## 課題 a
レコードのうち、「query (the phrase naming what to segment): pink」を含む行から「Return the outline of every instance of the pink」を含む行までを、一字一句そのまま繰り返してください。

クラシック、オペラの粋を極める!

海外旅行はオペラが優先、コンサートが優先、観光二の次

2024/3/27 ハーナウ(車内でトラブルを目撃)

帰国の日。
午前中にバーデン・バーデンを離れ、国際空港のあるフランクフルトへ鉄道で移動。
ただ、日本へのフライト出発が午後7時40分のため、時間が随分とある。たとえラウンジを利用するとしても、長時間をとても空港内では過ごせないため、どこかで観光をするしかない。

旅行の出発前段階で予め検討し、フランクフルト近郊のハーナウという街を訪れてみることにした。フランクフルトから約20キロ、乗換なしの近郊線Sバーンで約30分。

このSバーン乗車中に、自分の目の前でちょっとした事件が発生した。

私のすぐ前に座っていた50代くらいの御夫婦。普通の旅行客。どこの国の人かは分からないが、お顔立ちからラテン系っぽい。英語がとても流暢なので、もしかしたらいわゆるヒスパニックのアメリカ人かも。当然ドイツ語は話せない。

(セグメンテーションのラベル付けレコード)

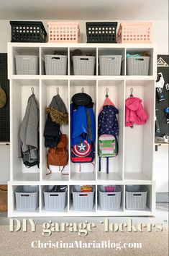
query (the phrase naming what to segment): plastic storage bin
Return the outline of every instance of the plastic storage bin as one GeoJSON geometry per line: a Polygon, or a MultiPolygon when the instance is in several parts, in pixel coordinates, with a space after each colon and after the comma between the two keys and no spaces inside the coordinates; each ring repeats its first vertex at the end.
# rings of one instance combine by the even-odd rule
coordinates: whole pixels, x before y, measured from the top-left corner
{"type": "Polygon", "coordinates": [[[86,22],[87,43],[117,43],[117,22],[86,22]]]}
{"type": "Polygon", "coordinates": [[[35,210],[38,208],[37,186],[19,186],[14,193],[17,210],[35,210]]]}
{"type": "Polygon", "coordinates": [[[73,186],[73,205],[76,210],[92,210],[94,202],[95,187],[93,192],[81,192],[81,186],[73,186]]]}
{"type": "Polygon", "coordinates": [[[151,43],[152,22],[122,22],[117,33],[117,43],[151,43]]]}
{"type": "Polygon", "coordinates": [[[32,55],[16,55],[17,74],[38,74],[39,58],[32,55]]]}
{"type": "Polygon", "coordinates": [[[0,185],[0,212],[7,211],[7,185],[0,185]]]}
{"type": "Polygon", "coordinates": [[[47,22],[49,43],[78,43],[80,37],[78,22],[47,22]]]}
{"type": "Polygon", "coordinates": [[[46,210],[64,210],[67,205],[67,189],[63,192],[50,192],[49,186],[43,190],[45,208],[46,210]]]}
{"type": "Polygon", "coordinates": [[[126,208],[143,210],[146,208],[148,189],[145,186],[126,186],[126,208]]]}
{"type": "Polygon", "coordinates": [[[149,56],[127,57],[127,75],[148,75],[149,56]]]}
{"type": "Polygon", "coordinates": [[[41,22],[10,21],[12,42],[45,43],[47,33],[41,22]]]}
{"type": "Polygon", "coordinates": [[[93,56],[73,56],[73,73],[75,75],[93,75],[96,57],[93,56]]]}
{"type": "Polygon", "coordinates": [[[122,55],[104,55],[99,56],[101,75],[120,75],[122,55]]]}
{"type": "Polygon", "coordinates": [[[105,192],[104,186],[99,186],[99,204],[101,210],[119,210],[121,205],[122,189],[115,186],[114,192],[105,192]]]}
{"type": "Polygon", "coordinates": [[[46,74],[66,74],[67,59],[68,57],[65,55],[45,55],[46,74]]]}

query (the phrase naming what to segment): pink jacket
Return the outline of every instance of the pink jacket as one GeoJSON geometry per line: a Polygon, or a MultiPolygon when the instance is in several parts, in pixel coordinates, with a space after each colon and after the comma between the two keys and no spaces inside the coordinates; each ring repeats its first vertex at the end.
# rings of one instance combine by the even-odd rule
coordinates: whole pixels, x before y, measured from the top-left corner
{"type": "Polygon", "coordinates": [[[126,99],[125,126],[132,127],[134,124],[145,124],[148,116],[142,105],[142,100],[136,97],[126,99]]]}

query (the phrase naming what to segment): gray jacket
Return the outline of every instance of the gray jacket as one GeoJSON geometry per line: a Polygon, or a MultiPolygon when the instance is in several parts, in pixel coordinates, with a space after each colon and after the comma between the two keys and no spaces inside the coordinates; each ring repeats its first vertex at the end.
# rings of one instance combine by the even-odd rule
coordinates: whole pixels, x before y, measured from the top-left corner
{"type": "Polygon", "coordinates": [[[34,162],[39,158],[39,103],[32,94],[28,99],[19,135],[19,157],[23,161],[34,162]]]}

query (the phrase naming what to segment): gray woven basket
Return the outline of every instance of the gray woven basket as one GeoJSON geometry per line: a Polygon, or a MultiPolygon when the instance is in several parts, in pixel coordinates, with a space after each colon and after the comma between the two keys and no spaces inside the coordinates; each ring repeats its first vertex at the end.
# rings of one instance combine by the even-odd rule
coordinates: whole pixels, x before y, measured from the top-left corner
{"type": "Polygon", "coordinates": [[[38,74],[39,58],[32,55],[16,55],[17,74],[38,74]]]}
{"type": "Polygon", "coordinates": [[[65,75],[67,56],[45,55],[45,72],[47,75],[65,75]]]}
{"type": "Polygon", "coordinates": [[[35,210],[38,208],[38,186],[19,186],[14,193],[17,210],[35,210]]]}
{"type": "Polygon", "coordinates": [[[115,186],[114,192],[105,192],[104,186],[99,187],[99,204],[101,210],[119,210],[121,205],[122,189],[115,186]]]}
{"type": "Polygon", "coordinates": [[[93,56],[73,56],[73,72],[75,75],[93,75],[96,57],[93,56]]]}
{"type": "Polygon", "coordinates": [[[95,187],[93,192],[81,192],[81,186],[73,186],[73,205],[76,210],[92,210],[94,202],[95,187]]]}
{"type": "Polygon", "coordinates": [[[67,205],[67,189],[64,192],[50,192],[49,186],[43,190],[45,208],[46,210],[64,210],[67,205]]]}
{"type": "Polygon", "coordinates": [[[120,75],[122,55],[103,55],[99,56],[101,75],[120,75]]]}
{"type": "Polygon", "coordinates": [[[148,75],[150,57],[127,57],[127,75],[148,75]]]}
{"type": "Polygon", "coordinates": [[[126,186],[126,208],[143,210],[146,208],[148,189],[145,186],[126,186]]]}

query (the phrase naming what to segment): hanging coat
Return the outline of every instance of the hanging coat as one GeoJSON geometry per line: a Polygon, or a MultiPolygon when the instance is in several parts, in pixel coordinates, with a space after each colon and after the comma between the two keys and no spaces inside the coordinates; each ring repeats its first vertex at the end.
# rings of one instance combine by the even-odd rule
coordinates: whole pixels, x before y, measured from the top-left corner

## 課題 b
本文の「海外旅行はオペラが優先、コンサートが優先、観光二の次」から「の近郊線Sバーンで約30分。」までを、そのまま複製してください。

## 結果 a
query (the phrase naming what to segment): pink jacket
Return the outline of every instance of the pink jacket as one GeoJSON geometry per line: a Polygon, or a MultiPolygon when the instance is in several parts, in pixel coordinates, with a space after each colon and after the comma between the two keys and no spaces inside the coordinates; each ring repeats its first vertex at the end.

## 結果 b
海外旅行はオペラが優先、コンサートが優先、観光二の次

2024/3/27 ハーナウ(車内でトラブルを目撃)

帰国の日。
午前中にバーデン・バーデンを離れ、国際空港のあるフランクフルトへ鉄道で移動。
ただ、日本へのフライト出発が午後7時40分のため、時間が随分とある。たとえラウンジを利用するとしても、長時間をとても空港内では過ごせないため、どこかで観光をするしかない。

旅行の出発前段階で予め検討し、フランクフルト近郊のハーナウという街を訪れてみることにした。フランクフルトから約20キロ、乗換なしの近郊線Sバーンで約30分。